ARTICLE ▸
Répondre à: Get Out

Accueil Forums Le coin pop-corn Films Get Out Répondre à: Get Out

#37527
ZeE
Invité

Hey! Owkay, je viens de me mater Get Out et grosse claque! J’ai adoré.
D’abord je suis un très amateurice de films d’angoisse/épouvante/horreur etc… et du coup super chiant’e parce que pas facilement impressionné’e. Et là j’étais en tension pendant quasiment tout le film qui je trouve réussi parfaitement à faire monter l’angoisse. On sait dès le début que c’est pas une bonne idée d’aller dans cette baraque : le film s’appelle Get Out, un noir se fait agresser et kidnapper dès la première scène, la musique du générique (avec cette écriture bleue! Ça m’a marqué même si j’ai encore du mal à analyser pourquoi) est flippante, une blanche affirme que ses parents blancs ne sont pas racistes comment le saurait-elle en fait? Elle ne vit pas le racisme, même avec la meilleure volonté du monde il se peut très fortement qu’elle se plante. Bref dès le début ça pause une atmosphère. Et le film prend son temps pour distiller une ambiance malsaine au possible dans une apparente banalité du quotidien. Bien sûr on ne parle pas de n’importe quel thriller, Get Out installe une ambiance raciste dans un univers de bourges blancs qui s’autoproclament ne pas l’être (son père aurait voté une troisième fois Obama donc il ne peut pas être raciste, raccourci ultraaaa classique qui sert souvent d’argument aux dominants pour ne pas se considérer comme tel).

Il m’a fallu un coussin à serrer (et l’avant bras de Milù, merci <3). Je crois que tout le passage de la garden party est le passage du film qui m’a mis le plus mal. On ressent cet étouffement, l’horreur de se retrouver isolé-e dans une mer de personnes qui au mieux ne vous comprendront pas, au pire sont de véritables ennemi-e-s. Et là on n’est de toutes façons pas sur un film gnagnant qui explique que les blanc-he-s des fois elleux font de la merde mais c’est parce qu’elleux savaient pas (aaaaarg). Au vu des comportements de toutes et tous (renforcés par leur bourgeoisie dégeulante qui surajoute une oppression de classe étouffante) on sent très bien que Chris est paumé au-milieu des ennemis et qu’il n’a pas franchement d’échappatoires.

/!\ Spoilers
A ce moment on peut encore compter sur Rose, mais plus dur en sera la chute. Et l’absence de soutient des autres personnes noires vient renforcer le malaise.
/!\ Spoilers End

La rythmique entre l’humour et la montée de la tension fonctionne super bien. Les moments comiques ou plus légers qui font que l’on desserre un peu les fesses renforcent l’impact des scènes qui suivront. Le personnage de Rod est parfait en ce sens sans pour autant se limiter à un usage purement comique. Je pense à la scène avec les flics noir-e-s mais j’y reviendrais plus tard.

PETIT EXERCICE A ▸ Mettez à jour l'article sur Get Out en reprenant tout ce qui va de « Il m’a fallu » jusqu'à « pas franchement d’échappatoires. », avec « coussin » remplacé par « oreiller ».

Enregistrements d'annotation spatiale
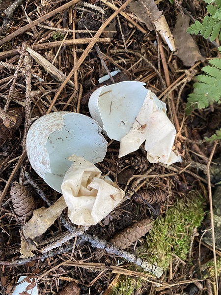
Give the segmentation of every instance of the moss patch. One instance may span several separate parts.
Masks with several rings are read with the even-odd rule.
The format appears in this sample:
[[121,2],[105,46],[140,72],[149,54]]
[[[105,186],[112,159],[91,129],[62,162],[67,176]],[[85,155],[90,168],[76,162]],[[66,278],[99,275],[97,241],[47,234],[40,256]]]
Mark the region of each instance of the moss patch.
[[121,276],[118,285],[114,287],[111,295],[131,295],[134,290],[140,288],[143,280],[132,277]]
[[154,223],[147,236],[146,252],[142,258],[149,262],[156,262],[166,269],[172,254],[186,260],[190,251],[193,232],[201,224],[204,215],[203,198],[198,193],[190,193],[169,208],[164,217]]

PETIT EXERCICE B ▸ Extrayez telles quelles toutes les lignes des enregistrements d'annotation spatiale ci-dessus, sans reprendre les images.

SOLUTION PROPOSÉE A ▸
Il m’a fallu un oreiller à serrer (et l’avant bras de Milù, merci <3). Je crois que tout le passage de la garden party est le passage du film qui m’a mis le plus mal. On ressent cet étouffement, l’horreur de se retrouver isolé-e dans une mer de personnes qui au mieux ne vous comprendront pas, au pire sont de véritables ennemi-e-s. Et là on n’est de toutes façons pas sur un film gnagnant qui explique que les blanc-he-s des fois elleux font de la merde mais c’est parce qu’elleux savaient pas (aaaaarg). Au vu des comportements de toutes et tous (renforcés par leur bourgeoisie dégeulante qui surajoute une oppression de classe étouffante) on sent très bien que Chris est paumé au-milieu des ennemis et qu’il n’a pas franchement d’échappatoires.

SOLUTION PROPOSÉE B ▸
Give the segmentation of every instance of the moss patch. One instance may span several separate parts.
Masks with several rings are read with the even-odd rule.
The format appears in this sample:
[[121,2],[105,46],[140,72],[149,54]]
[[[105,186],[112,159],[91,129],[62,162],[67,176]],[[85,155],[90,168],[76,162]],[[66,278],[99,275],[97,241],[47,234],[40,256]]]
Mark the region of each instance of the moss patch.
[[121,276],[118,285],[114,287],[111,295],[131,295],[134,290],[140,288],[143,280],[132,277]]
[[154,223],[147,236],[146,252],[142,258],[149,262],[156,262],[166,269],[172,254],[186,260],[190,251],[193,232],[201,224],[204,215],[203,198],[198,193],[190,193],[169,208],[164,217]]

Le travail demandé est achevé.